━━━ ARTICLE ━━━
For a short trip, use this stack:
- Alipay with one linked foreign card as the first wallet.
- A second card from a different issuer or network in case the first bank blocks a transaction.
- WeChat Pay if setup works for you, especially as a second merchant-payment route.
- A small amount of RMB cash for a broken QR flow, small bus fare or a phone with no battery.
A card shown inside the app can still fail on a personal collection code, a particular mini program, a merchant category or a bank security check. Our Alipay guide for foreign visitors shows the merchant-QR and fallback sequence.
3. Install only the apps with a job
| Job | First choice | Useful fallback |
|---|---|---|
| Pay and access mini programs | Alipay | WeChat / WeChat Pay |
| Maps and place names | Amap in English or Apple Maps in mainland China | Hotel address screenshots |
| Ride-hailing | DiDi or the ride-hailing entry inside Alipay/Amap | Licensed taxi and a Chinese destination card |
| Trains | China Railway 12306 or its English website | Trip.com or a staffed station counter |
| Translation | Your preferred translation app with Chinese downloaded offline | Saved phrases and hotel help |
The short China travel app list explains what each app is for. Stop after the apps with a confirmed job; extra mini programs often ask for permissions, identity steps or a Chinese number before you know whether you need them.
4. Set up trains and reservations that use your passport
China Railway’s official English service accepts valid foreign passports. Complete identity verification before the day you want to buy. Your passport—not an itinerary printout—is the identity document used with an electronic ticket. The official 12306 FAQ explains the accepted document and e-ticket rules; our foreigner train guide covers 12306 versus Trip.com, name matching and manual station gates.
For attractions, check the official booking channel for every place you would be upset to miss. Free museums can require advance reservations too. Save the booking confirmation and the exact passport used.
Before boarding: finish the documents and pack for the route
Complete the free official arrival card
Since 20 November 2025, foreign travelers can submit entry information online through the National Immigration Administration. The service is free. Use the official NIA arrival-card page or the verified NIA 12367 channels; close any imitation site asking for a filing fee. Travelers unable to complete it beforehand can still use port devices or a paper card on arrival. The NIA notice lists the limited exemptions.
━━━ MATERIAL ━━━
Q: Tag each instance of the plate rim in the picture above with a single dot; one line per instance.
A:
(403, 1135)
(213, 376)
━━━
● **TASK SET**:
1 – Extract everything in the China travel guide from "- A second card" down to "second merchant-payment route.".
2 – Write the next part of the China travel guide, picking up right after its last sentence.

● **FINAL RESULTS**:
1 –
- A second card from a different issuer or network in case the first bank blocks a transaction.
- WeChat Pay if setup works for you, especially as a second merchant-payment route.

2 –
Fill it after your first accommodation and inbound transport are stable. Save the QR code or confirmation as a screenshot. Our arrival-card guide covers family submissions, transit, hotel addresses and fake paid sites.
Make one offline folder
Save these where they open without mobile data:
- Passport information-page copy and the visa page, if applicable.
- Arrival-card confirmation.
- Inbound and onward transport.
- First hotel name, Chinese address, telephone number and booking number.
- Travel-insurance assistance details.
- One emergency contact and your embassy or consulate contact page.
- The last four digits and overseas support numbers for the cards you are carrying.
The copies help you find information; they do not replace the original passport where the original is required.
Check the power bank against your actual itinerary
The CCC/3C rule is often repeated too broadly. The Civil Aviation Administration of China prohibits power banks without a clear CCC marking, or from recalled batches, on domestic flights within China. The rule took effect on 28 June 2025. Read the CAAC notice if your itinerary contains a Chinese domestic flight.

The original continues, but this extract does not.